** Begin Given records **

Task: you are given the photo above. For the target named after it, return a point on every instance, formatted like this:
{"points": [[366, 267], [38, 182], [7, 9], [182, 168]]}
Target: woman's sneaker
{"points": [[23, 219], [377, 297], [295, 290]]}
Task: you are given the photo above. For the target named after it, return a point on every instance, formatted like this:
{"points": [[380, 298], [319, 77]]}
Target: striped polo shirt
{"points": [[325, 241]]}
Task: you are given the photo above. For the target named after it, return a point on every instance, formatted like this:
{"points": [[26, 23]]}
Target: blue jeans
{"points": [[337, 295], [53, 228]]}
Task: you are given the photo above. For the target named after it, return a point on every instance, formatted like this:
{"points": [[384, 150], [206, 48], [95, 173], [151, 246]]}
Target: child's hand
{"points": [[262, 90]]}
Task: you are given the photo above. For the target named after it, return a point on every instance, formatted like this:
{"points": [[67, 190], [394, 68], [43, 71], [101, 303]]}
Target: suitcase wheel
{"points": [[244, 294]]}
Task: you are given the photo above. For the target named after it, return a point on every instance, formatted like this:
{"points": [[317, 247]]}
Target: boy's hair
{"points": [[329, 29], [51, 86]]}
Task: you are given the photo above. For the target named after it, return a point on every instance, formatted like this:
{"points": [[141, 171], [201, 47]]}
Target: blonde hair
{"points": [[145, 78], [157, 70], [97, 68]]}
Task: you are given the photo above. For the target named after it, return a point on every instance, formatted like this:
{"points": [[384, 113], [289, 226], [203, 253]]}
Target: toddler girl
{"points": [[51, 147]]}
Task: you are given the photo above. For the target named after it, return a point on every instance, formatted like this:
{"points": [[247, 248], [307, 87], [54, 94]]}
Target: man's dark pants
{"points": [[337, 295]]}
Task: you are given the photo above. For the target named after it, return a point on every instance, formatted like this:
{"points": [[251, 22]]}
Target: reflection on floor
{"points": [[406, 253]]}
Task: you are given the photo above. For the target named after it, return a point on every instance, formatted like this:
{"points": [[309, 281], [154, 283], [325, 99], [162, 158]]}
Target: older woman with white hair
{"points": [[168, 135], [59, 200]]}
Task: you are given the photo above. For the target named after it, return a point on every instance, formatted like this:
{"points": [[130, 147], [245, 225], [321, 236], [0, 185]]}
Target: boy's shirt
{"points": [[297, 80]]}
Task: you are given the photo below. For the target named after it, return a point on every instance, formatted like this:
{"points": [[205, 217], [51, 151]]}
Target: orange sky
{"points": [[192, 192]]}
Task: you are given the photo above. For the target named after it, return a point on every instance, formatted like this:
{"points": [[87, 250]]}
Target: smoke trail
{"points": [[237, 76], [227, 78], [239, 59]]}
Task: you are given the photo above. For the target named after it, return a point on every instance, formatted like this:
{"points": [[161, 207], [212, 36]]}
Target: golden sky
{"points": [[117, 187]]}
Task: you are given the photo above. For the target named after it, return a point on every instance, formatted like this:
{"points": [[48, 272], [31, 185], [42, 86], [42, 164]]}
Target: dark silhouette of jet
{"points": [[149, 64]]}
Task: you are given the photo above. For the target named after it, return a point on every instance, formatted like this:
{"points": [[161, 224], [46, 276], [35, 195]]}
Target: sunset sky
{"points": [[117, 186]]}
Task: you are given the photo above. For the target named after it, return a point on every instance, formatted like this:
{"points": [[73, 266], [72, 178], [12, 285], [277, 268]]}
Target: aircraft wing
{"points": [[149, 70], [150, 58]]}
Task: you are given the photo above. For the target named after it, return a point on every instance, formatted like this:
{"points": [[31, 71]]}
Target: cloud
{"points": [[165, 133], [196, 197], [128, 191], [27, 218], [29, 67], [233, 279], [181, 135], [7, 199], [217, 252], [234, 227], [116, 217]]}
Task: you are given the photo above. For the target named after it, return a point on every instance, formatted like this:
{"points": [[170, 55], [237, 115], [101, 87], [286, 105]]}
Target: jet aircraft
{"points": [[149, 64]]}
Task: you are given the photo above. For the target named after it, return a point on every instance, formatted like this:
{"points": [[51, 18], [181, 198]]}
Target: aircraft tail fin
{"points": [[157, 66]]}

** End Given records **

Exercise details
Your task is to repeat each line of the material exactly.

Solution for this task
Task: you are given the photo above. For the target named after it, return a point on every instance, formatted like this:
{"points": [[366, 267], [38, 182], [7, 9], [182, 168]]}
Target: woman's sneaker
{"points": [[23, 219], [377, 297], [295, 290]]}
Task: you are given the photo above. For the target named after it, return a point on every instance, formatted like this:
{"points": [[380, 298], [319, 77]]}
Target: striped polo shirt
{"points": [[325, 241]]}
Task: you are given the photo above. For the target named after it, return a point on every instance, formatted like this:
{"points": [[26, 23]]}
Target: blue jeans
{"points": [[337, 295], [53, 228]]}
Task: you are given the photo above. For the target named after it, return a point on every instance, formatted like this:
{"points": [[384, 150], [206, 48], [95, 173], [151, 246]]}
Target: child's hand
{"points": [[262, 90]]}
Task: you are given the photo above. For the target named after it, return a point on every instance, formatted like this:
{"points": [[67, 190], [394, 68], [43, 71], [101, 303]]}
Target: suitcase wheel
{"points": [[244, 294]]}
Task: you are given the photo above. For the target named after it, return a point on every instance, formatted like this:
{"points": [[317, 247]]}
Target: boy's hair
{"points": [[329, 29], [51, 86]]}
Task: you are given the photo above. For the target named after it, return a point on every instance, formatted like this:
{"points": [[141, 171], [201, 47]]}
Target: blonde hair
{"points": [[145, 78], [157, 70], [97, 68]]}
Task: you are given the photo above. For the target named after it, return a point on every instance, formatted like this:
{"points": [[384, 113], [289, 226], [203, 253]]}
Target: toddler girl
{"points": [[51, 147]]}
Task: you are given the photo above. For the target named after it, return a point on every instance, formatted like this:
{"points": [[247, 248], [307, 87], [54, 94]]}
Target: man's dark pants
{"points": [[337, 295]]}
Task: you are given the photo above. For the target named after it, return a point on every instance, formatted like this:
{"points": [[251, 22]]}
Target: reflection on floor
{"points": [[406, 253]]}
Task: you are given the photo above. For the target named after it, return a point on every instance, formatted like this:
{"points": [[309, 281], [154, 283], [325, 99], [162, 158]]}
Target: older woman with white hair
{"points": [[168, 135], [59, 200]]}
Task: you are given the photo above. For the target named after it, return a point on every instance, formatted like this:
{"points": [[130, 147], [245, 225], [321, 236], [0, 185]]}
Target: boy's shirt
{"points": [[297, 80]]}
Task: you are given the photo below. For the target named after it, return a point on every instance, formatted like this:
{"points": [[205, 217], [51, 151]]}
Target: orange sky
{"points": [[192, 192]]}
Task: you are given the photo above. For the target named after it, return a point on every instance, formatted like this:
{"points": [[87, 250]]}
Target: smoke trail
{"points": [[237, 76], [227, 78], [239, 59]]}
Task: you are given the photo above. For the target named after it, return a point on every instance, formatted like this:
{"points": [[161, 207], [212, 36]]}
Target: golden sky
{"points": [[117, 187]]}
Task: you are given the photo above. For the target named after it, return a point on every instance, formatted like this:
{"points": [[48, 272], [31, 185], [42, 86], [42, 164]]}
Target: dark silhouette of jet
{"points": [[149, 64]]}
Task: you are given the photo above. For the target named after it, return a point on every instance, formatted like this:
{"points": [[161, 224], [46, 276], [35, 195]]}
Target: sunset sky
{"points": [[117, 186]]}
Task: you are given the photo above. For the target named after it, return a point on every instance, formatted like this:
{"points": [[73, 266], [72, 178], [12, 285], [277, 268]]}
Target: aircraft wing
{"points": [[149, 70], [150, 58]]}
Task: you are given the photo above. For the target named after it, return a point on every instance, formatted like this:
{"points": [[31, 71]]}
Target: cloud
{"points": [[165, 133], [196, 197], [128, 191], [27, 218], [29, 67], [233, 279], [181, 135], [7, 199], [217, 252], [234, 227], [116, 217]]}
Task: you are given the photo above. For the target named after it, return a point on every instance, formatted like this:
{"points": [[170, 55], [237, 115], [101, 87], [286, 105]]}
Target: jet aircraft
{"points": [[149, 64]]}
Task: you are given the photo above. For the target named after it, return a point on every instance, formatted like this:
{"points": [[51, 18], [181, 198]]}
Target: aircraft tail fin
{"points": [[157, 66]]}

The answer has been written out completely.